[Dataset rows on where objects appear]

▬▬▬▬▬▬▬▬▬▬

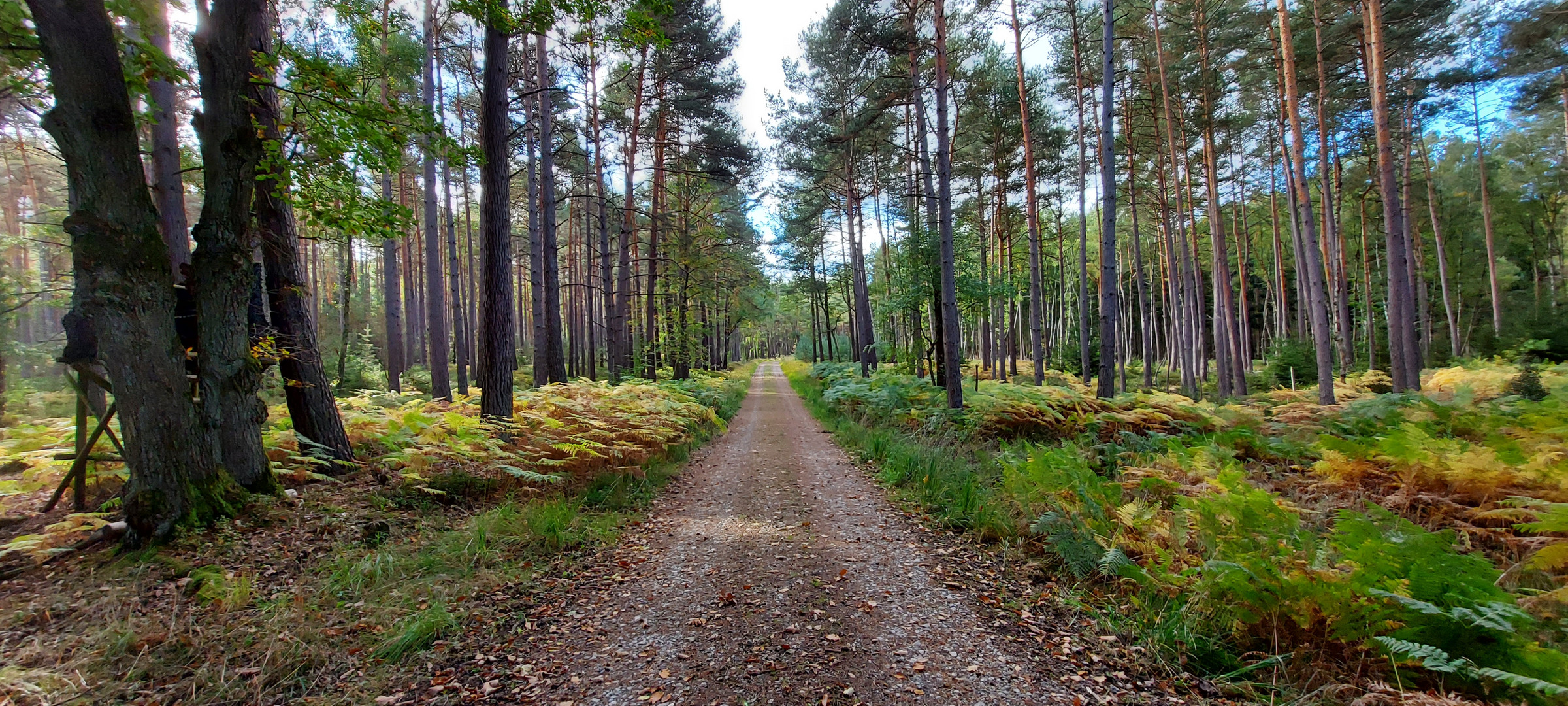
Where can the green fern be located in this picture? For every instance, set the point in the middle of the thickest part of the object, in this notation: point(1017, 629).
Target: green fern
point(1437, 660)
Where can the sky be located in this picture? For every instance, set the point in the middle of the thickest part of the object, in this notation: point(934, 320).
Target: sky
point(769, 32)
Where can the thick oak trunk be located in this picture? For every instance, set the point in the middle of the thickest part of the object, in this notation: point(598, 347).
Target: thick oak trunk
point(123, 284)
point(226, 43)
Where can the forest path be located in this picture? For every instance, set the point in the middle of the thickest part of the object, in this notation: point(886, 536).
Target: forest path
point(775, 571)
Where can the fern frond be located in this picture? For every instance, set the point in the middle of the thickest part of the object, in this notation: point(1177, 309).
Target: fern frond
point(1551, 558)
point(1520, 681)
point(1431, 658)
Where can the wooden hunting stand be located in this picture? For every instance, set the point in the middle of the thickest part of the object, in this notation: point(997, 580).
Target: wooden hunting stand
point(77, 477)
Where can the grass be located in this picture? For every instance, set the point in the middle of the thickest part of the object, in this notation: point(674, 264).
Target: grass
point(1258, 537)
point(325, 601)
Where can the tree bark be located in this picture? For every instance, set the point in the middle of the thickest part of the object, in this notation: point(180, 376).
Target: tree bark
point(123, 284)
point(1109, 307)
point(1486, 217)
point(1032, 216)
point(306, 390)
point(226, 43)
point(498, 347)
point(612, 333)
point(554, 360)
point(435, 284)
point(1404, 352)
point(623, 292)
point(1443, 258)
point(1083, 169)
point(945, 206)
point(1318, 310)
point(460, 336)
point(169, 189)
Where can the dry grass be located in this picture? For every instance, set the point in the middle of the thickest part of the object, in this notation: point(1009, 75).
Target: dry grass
point(320, 598)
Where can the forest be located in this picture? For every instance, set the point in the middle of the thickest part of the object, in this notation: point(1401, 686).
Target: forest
point(1224, 336)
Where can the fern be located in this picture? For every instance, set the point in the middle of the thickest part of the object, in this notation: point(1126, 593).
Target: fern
point(1437, 660)
point(531, 476)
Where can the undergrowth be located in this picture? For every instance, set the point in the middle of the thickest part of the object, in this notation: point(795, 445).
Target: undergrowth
point(1413, 539)
point(328, 595)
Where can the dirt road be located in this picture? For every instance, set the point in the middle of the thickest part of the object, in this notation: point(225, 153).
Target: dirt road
point(775, 571)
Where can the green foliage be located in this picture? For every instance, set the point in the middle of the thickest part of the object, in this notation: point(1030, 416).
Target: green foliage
point(1527, 383)
point(417, 633)
point(1206, 558)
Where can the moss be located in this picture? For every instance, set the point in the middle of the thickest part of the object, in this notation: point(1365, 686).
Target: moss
point(212, 499)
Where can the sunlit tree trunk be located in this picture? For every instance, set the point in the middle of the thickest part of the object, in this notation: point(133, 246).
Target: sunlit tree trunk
point(435, 284)
point(169, 189)
point(1486, 216)
point(1109, 307)
point(1318, 308)
point(306, 390)
point(554, 358)
point(1402, 347)
point(226, 44)
point(498, 347)
point(123, 284)
point(945, 205)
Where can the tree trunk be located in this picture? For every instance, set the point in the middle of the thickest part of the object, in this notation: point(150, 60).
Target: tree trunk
point(435, 284)
point(498, 349)
point(623, 292)
point(306, 390)
point(1083, 169)
point(554, 360)
point(1318, 310)
point(169, 189)
point(612, 333)
point(945, 203)
point(1486, 217)
point(460, 336)
point(1404, 352)
point(225, 273)
point(1032, 216)
point(1109, 308)
point(1443, 258)
point(123, 286)
point(1333, 241)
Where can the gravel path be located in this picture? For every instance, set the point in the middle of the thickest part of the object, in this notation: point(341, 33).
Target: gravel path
point(775, 571)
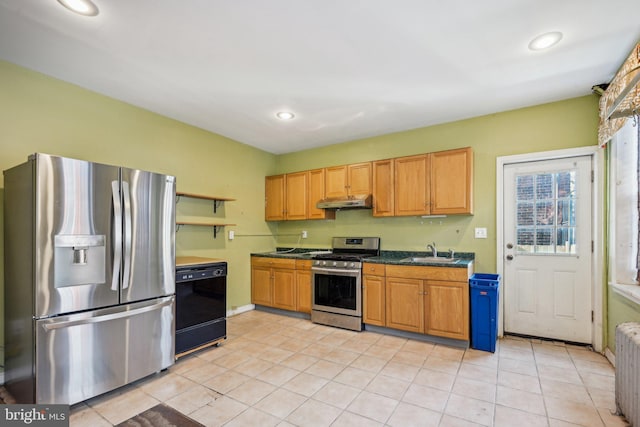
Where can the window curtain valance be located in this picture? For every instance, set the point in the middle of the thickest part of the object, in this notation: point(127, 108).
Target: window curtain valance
point(621, 99)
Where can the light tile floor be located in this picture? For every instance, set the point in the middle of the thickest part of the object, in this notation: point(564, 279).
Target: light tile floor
point(280, 371)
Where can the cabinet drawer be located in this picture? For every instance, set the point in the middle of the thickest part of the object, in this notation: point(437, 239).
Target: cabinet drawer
point(273, 262)
point(373, 269)
point(426, 272)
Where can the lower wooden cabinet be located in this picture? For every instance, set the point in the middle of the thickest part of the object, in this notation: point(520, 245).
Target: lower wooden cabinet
point(405, 308)
point(284, 288)
point(373, 297)
point(281, 283)
point(429, 300)
point(273, 282)
point(446, 309)
point(303, 285)
point(261, 285)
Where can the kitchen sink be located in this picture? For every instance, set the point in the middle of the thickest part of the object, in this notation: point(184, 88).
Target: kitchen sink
point(431, 260)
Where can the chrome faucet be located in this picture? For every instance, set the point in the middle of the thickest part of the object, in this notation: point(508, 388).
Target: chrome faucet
point(432, 248)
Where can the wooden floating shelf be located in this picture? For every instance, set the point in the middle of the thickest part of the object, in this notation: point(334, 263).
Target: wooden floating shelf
point(204, 196)
point(215, 199)
point(215, 225)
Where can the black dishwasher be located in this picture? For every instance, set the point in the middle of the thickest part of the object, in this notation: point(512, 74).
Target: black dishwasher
point(201, 306)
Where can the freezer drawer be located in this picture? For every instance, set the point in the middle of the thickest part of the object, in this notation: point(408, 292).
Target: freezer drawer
point(83, 355)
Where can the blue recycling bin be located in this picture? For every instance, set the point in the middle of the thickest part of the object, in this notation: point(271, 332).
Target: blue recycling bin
point(485, 291)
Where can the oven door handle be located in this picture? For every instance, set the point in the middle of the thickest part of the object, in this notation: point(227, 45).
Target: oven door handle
point(336, 270)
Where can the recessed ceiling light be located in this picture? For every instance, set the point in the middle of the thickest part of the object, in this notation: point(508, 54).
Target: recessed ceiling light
point(285, 115)
point(545, 41)
point(83, 7)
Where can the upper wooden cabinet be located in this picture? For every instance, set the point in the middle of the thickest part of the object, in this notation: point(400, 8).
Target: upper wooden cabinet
point(412, 185)
point(274, 198)
point(296, 195)
point(348, 180)
point(316, 193)
point(383, 191)
point(452, 182)
point(438, 183)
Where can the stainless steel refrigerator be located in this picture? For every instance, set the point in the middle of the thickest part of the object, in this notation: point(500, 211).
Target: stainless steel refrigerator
point(89, 278)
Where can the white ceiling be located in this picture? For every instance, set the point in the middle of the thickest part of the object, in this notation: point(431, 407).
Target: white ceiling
point(348, 68)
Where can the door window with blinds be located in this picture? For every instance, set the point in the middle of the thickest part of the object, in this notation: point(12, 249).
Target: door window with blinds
point(624, 215)
point(545, 206)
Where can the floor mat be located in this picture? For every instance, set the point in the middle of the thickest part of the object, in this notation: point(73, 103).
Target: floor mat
point(160, 416)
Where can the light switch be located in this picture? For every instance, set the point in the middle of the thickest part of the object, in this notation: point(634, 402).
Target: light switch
point(481, 233)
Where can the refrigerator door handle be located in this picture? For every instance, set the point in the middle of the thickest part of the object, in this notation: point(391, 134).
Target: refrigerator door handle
point(105, 317)
point(127, 235)
point(117, 234)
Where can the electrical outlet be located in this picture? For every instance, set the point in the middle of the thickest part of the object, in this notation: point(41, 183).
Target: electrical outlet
point(481, 233)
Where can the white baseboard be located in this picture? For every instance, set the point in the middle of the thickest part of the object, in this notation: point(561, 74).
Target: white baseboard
point(241, 309)
point(610, 357)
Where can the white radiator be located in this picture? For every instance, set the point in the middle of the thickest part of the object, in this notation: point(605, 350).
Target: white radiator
point(628, 371)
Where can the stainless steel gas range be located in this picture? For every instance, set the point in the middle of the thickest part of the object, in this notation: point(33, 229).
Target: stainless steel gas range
point(337, 282)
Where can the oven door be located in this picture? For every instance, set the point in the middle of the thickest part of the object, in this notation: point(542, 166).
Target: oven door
point(337, 291)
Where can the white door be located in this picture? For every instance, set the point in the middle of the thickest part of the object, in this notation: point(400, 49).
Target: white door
point(548, 249)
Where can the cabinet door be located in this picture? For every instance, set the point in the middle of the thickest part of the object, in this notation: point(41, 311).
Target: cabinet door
point(284, 289)
point(373, 300)
point(359, 178)
point(412, 185)
point(452, 181)
point(261, 289)
point(303, 285)
point(335, 179)
point(447, 309)
point(404, 304)
point(315, 193)
point(274, 198)
point(296, 200)
point(383, 176)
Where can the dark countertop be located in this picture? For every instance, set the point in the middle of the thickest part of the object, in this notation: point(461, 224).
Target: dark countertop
point(386, 257)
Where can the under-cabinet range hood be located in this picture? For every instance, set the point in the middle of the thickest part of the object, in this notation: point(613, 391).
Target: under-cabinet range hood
point(361, 201)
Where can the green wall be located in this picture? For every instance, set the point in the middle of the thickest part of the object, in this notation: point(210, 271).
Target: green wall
point(566, 124)
point(42, 114)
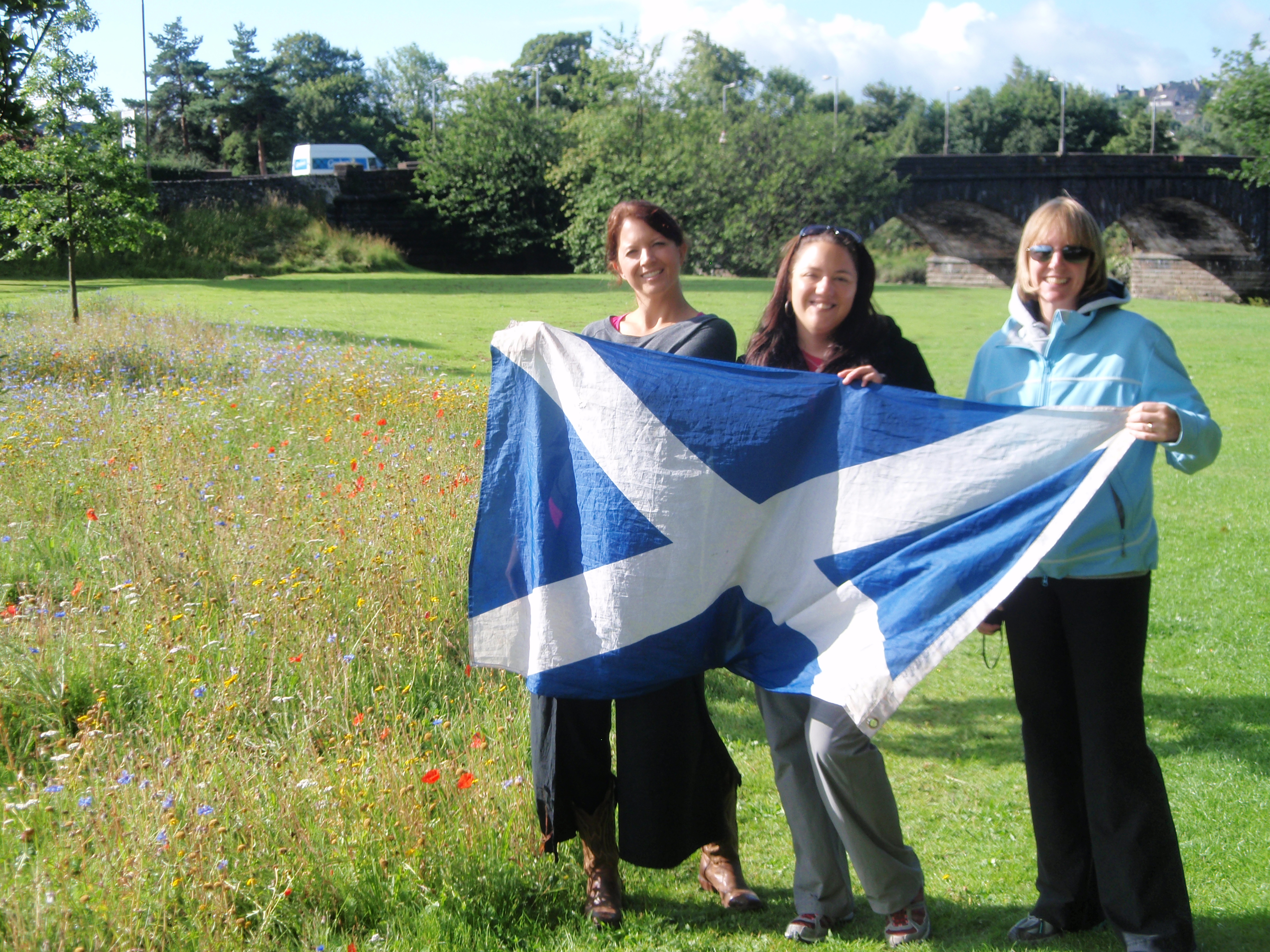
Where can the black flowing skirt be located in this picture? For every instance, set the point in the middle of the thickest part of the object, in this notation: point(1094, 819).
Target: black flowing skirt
point(674, 771)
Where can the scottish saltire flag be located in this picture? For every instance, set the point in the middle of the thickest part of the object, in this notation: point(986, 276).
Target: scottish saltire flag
point(646, 517)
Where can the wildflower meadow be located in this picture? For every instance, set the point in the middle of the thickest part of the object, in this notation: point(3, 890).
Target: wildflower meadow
point(235, 709)
point(237, 706)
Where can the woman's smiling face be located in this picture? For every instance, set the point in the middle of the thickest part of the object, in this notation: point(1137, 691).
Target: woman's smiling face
point(647, 259)
point(1058, 282)
point(823, 281)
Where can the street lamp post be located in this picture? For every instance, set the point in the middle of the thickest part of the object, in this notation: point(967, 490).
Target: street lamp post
point(433, 86)
point(538, 100)
point(948, 106)
point(145, 88)
point(723, 134)
point(1062, 115)
point(1155, 105)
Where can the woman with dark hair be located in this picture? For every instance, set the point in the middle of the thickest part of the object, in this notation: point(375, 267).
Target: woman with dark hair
point(832, 780)
point(676, 784)
point(1107, 848)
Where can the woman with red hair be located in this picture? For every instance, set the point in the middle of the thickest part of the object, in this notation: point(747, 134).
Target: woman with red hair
point(676, 784)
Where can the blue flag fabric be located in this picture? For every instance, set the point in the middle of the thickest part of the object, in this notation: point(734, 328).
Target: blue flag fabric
point(646, 517)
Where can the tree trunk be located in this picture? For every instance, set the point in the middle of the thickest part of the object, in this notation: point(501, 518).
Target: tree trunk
point(70, 275)
point(70, 252)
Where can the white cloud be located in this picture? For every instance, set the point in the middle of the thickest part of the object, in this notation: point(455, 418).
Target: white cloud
point(962, 45)
point(464, 66)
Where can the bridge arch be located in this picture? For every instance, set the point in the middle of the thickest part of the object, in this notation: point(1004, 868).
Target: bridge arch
point(1196, 235)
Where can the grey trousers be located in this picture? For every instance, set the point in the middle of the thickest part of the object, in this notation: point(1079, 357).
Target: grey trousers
point(838, 804)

▬▬▬▬▬▬▬▬▬▬

▶ **TASK TO CARRY OUT**: Restate the final lines of the listing above word for word, beginning at the line that contains "Where can the blue flag".

▶ **EXERCISE RESPONSE**:
Where can the blue flag fabric be located in this picture? For every instance, set the point in the middle of the thickest part of the object, in this notation: point(734, 328).
Target: blue flag fabric
point(646, 517)
Where can the tree trunk be located in this picture? For every instance, set the point in the middle of the thickest part of the object, in this notation: point(501, 518).
Target: tree trunk
point(70, 275)
point(70, 252)
Where can the white cloud be located in this picture? For every instance, set the point in the middle of the thickest part of the object, in this notation: point(455, 418).
Target: white cloud
point(962, 45)
point(464, 66)
Where can the bridge arch be located in this picture? For every instance, set the point in the middle of the thickest part of the object, in this notation: point(1004, 868).
Target: bridge arch
point(1196, 235)
Where can the grey trousers be located in this picture? For every instance, set the point in the middle of the thickest part of the object, in this notation: point(1079, 357).
Target: grey trousers
point(838, 804)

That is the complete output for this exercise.